**Instruction**: Please rewrite the entries from the line holding "Target: dark beard" through the line holding "x=316 y=224", inclusive, keeping every other line unchanged and multiplying each x and y coordinate in the answers by 1.75, rounded to whole numbers with halves going up. Output only those lines.

**Data supplied**:
:::::

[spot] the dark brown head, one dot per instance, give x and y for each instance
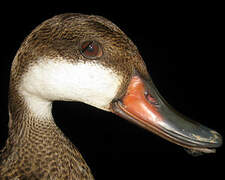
(75, 57)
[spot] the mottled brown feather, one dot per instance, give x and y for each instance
(36, 148)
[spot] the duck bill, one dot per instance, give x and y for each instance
(143, 105)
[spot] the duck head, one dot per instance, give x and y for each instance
(75, 57)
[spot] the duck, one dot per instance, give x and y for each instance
(82, 58)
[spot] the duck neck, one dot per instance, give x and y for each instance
(30, 117)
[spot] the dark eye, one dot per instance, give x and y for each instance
(91, 49)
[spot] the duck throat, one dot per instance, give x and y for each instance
(36, 145)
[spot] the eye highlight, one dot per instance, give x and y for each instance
(91, 49)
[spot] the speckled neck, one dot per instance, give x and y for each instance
(37, 148)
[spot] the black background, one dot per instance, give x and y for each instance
(182, 45)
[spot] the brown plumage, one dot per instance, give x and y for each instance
(36, 148)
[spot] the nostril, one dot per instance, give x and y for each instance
(151, 99)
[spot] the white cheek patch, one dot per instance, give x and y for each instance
(90, 83)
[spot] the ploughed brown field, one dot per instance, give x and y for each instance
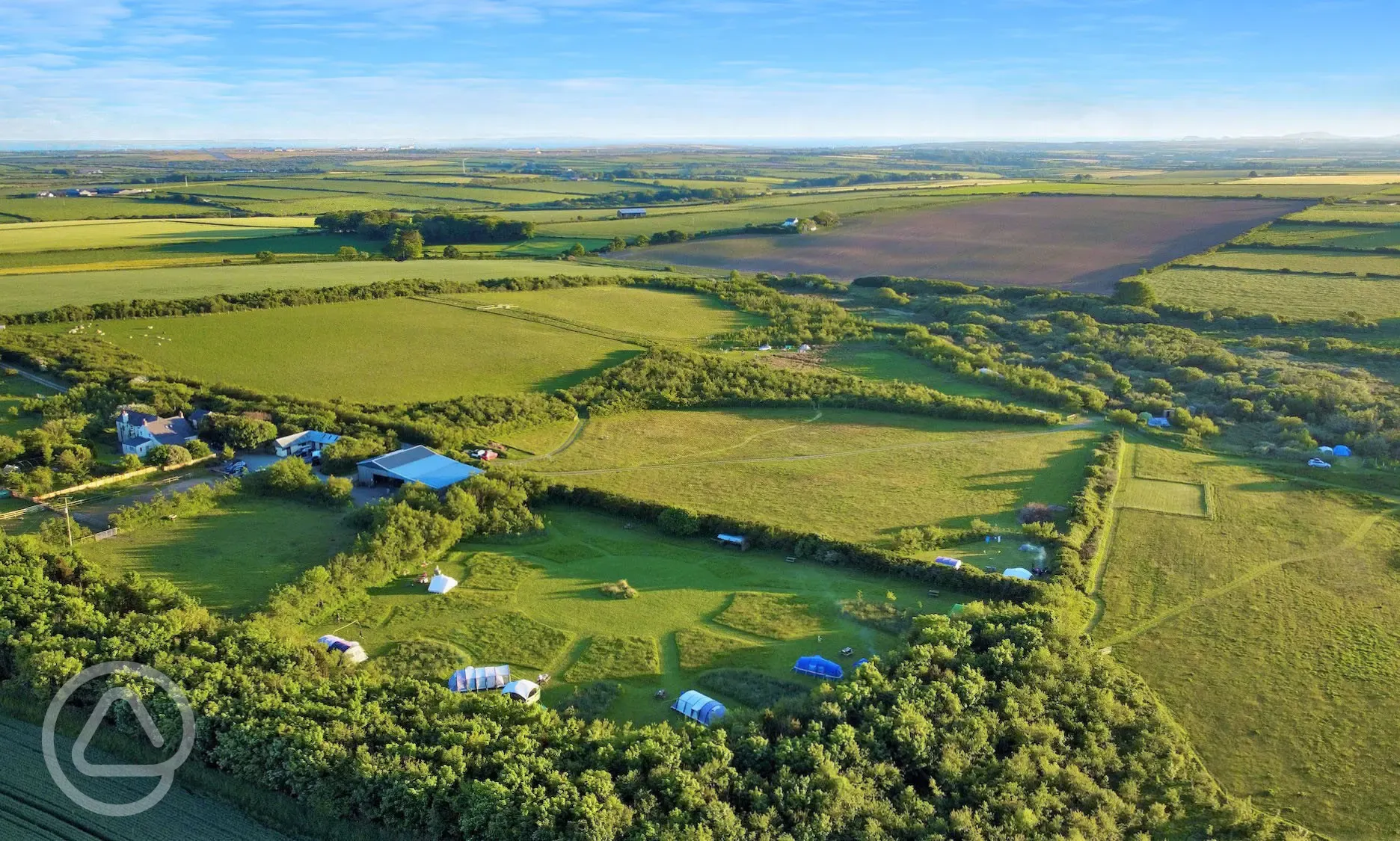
(1081, 242)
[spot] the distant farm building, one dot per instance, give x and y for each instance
(478, 679)
(698, 707)
(415, 463)
(525, 691)
(138, 431)
(735, 540)
(441, 584)
(349, 650)
(304, 444)
(818, 666)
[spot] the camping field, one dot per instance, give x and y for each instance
(32, 293)
(231, 557)
(1270, 632)
(1067, 241)
(535, 602)
(847, 473)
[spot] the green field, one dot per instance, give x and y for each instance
(231, 557)
(1350, 213)
(1291, 295)
(125, 232)
(1270, 633)
(699, 606)
(377, 351)
(650, 314)
(32, 808)
(1339, 237)
(1336, 262)
(31, 293)
(847, 473)
(875, 360)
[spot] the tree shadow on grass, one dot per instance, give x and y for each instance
(565, 381)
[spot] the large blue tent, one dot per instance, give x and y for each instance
(818, 666)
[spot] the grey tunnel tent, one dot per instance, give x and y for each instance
(698, 707)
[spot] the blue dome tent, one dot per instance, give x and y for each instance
(818, 666)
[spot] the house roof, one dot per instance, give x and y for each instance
(420, 463)
(164, 430)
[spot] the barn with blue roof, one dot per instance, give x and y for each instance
(415, 463)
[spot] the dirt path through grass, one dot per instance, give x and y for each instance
(1353, 539)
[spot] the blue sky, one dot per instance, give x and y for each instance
(759, 70)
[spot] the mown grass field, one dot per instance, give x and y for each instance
(32, 808)
(378, 351)
(1294, 295)
(125, 232)
(1270, 633)
(874, 360)
(1350, 213)
(1360, 238)
(847, 473)
(231, 557)
(552, 614)
(654, 314)
(43, 292)
(1337, 262)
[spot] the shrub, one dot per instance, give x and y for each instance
(679, 523)
(619, 589)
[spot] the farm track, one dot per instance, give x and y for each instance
(1353, 539)
(799, 458)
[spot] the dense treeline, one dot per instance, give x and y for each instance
(995, 725)
(239, 301)
(1078, 547)
(801, 545)
(1035, 383)
(667, 378)
(436, 229)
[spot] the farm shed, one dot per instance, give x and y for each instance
(415, 463)
(525, 691)
(470, 680)
(818, 666)
(351, 651)
(735, 540)
(303, 444)
(441, 584)
(698, 707)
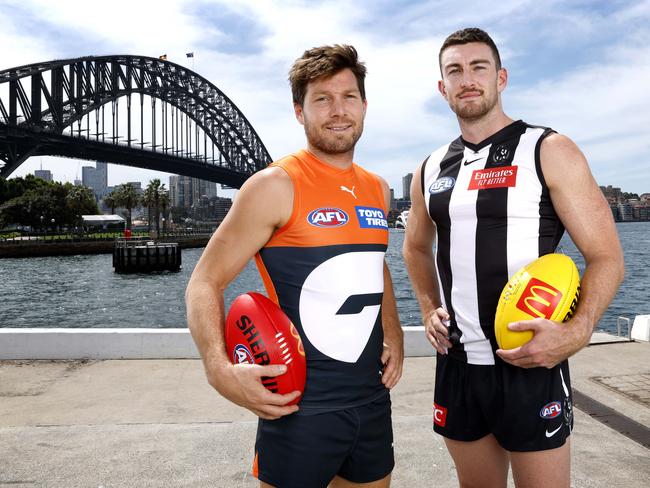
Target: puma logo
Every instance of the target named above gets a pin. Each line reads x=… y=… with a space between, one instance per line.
x=351 y=192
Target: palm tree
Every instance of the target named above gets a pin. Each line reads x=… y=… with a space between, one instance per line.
x=151 y=198
x=126 y=197
x=110 y=201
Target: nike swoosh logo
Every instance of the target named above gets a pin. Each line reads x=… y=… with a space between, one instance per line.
x=551 y=434
x=470 y=162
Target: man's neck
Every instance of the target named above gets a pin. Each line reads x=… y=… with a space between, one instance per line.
x=341 y=161
x=476 y=131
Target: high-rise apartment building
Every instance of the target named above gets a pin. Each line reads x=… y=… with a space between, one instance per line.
x=185 y=191
x=96 y=179
x=406 y=186
x=45 y=174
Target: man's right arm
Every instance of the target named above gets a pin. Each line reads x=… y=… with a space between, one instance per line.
x=263 y=204
x=421 y=267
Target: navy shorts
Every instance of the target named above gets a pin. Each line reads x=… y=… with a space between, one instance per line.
x=308 y=451
x=525 y=409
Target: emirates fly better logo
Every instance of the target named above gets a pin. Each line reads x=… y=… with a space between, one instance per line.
x=504 y=177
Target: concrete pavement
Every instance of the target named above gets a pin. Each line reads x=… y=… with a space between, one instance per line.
x=157 y=423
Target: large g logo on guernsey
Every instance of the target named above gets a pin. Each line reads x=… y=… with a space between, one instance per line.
x=340 y=302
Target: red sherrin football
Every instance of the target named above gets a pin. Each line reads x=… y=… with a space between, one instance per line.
x=259 y=332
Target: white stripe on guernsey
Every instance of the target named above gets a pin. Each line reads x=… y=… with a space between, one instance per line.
x=430 y=175
x=523 y=201
x=462 y=208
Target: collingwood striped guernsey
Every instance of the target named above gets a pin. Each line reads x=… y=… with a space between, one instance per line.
x=493 y=215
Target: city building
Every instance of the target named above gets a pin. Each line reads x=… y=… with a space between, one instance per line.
x=96 y=179
x=406 y=186
x=185 y=191
x=44 y=174
x=625 y=212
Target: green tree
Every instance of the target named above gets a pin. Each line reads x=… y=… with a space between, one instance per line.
x=110 y=201
x=79 y=201
x=127 y=198
x=151 y=198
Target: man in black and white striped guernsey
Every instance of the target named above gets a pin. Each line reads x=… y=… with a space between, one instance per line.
x=495 y=199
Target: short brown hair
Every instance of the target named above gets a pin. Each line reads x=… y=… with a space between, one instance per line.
x=325 y=61
x=465 y=36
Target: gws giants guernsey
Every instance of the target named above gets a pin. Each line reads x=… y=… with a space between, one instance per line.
x=325 y=269
x=493 y=215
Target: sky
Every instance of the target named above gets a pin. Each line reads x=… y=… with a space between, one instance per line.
x=580 y=67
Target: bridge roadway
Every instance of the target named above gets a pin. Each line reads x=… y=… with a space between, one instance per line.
x=157 y=423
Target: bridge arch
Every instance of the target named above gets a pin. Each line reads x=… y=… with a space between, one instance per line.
x=41 y=103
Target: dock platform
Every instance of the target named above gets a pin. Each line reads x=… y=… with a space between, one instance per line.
x=157 y=423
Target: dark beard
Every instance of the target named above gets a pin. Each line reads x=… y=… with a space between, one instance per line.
x=475 y=112
x=333 y=145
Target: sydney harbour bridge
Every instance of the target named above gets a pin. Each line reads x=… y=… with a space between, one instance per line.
x=131 y=110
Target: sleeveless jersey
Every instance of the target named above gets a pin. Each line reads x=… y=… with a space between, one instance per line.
x=325 y=270
x=493 y=215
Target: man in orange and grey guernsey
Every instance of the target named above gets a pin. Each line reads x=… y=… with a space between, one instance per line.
x=494 y=199
x=316 y=224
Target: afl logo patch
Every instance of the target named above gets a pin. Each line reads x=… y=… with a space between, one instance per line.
x=327 y=217
x=550 y=410
x=241 y=355
x=442 y=184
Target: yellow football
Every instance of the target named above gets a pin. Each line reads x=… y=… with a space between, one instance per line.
x=549 y=287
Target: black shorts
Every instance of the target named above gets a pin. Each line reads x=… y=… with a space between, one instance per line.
x=525 y=409
x=308 y=451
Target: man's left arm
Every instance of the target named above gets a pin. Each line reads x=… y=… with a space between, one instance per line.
x=392 y=356
x=583 y=210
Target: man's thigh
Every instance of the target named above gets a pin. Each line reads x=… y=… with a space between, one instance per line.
x=538 y=469
x=479 y=464
x=309 y=451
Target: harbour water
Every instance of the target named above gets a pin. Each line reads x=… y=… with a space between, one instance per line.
x=83 y=291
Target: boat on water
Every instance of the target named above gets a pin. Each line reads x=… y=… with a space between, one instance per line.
x=402 y=218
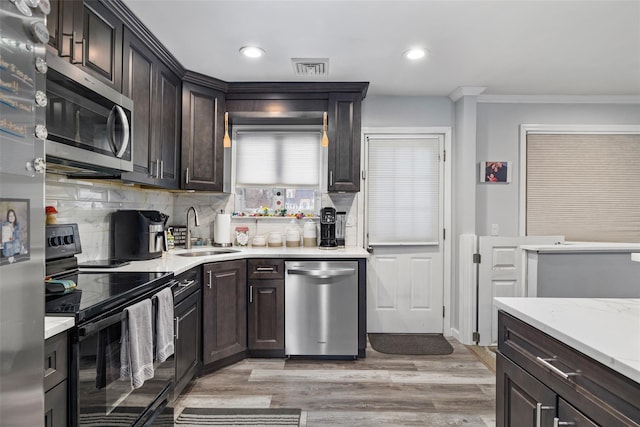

:::::

**Worked answer**:
Target: dark beard
Every instance of the target named above gets a pin. Each line reads x=… y=… with a space between, one instance per line.
x=831 y=196
x=583 y=254
Target: sydney harbour bridge
Every instance of the target named above gets a pin. Each line reads x=… y=… with a space between, one instance per line.
x=229 y=193
Target: sleeveless jersey
Every instance of the target named above gets a pin. Each line reads x=… y=… with a space between, one instance per line.
x=569 y=473
x=863 y=376
Target: man in orange and grey guernsey
Every instance of the target named above gets a pin. Each line reads x=… y=… with a space between, one instance per line.
x=865 y=348
x=553 y=392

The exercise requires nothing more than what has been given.